(Image region labeling records)
►
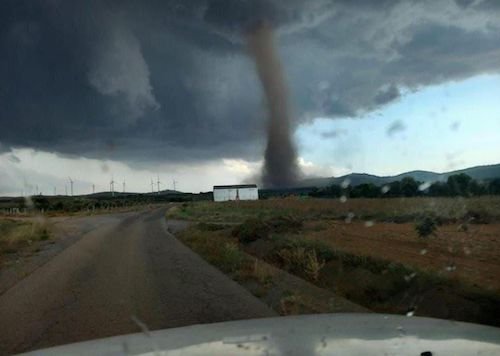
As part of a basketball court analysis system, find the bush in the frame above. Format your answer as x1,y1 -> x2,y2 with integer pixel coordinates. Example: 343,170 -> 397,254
232,215 -> 302,243
278,247 -> 325,281
415,214 -> 438,237
39,228 -> 50,241
217,243 -> 244,273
◄
### Aim of the task
Rewrite the records above, changing "bush" to "shrub" and leaving everything else as it is. Omit the pictures from your answer.

### Task response
As part of a basketball court analysis system, find the shrub in the frame above. Format your answer as x1,y1 -> x2,y2 with integer pixel coordinates. Example: 343,170 -> 397,254
232,215 -> 302,243
278,247 -> 325,281
415,214 -> 438,237
39,228 -> 50,241
217,243 -> 244,273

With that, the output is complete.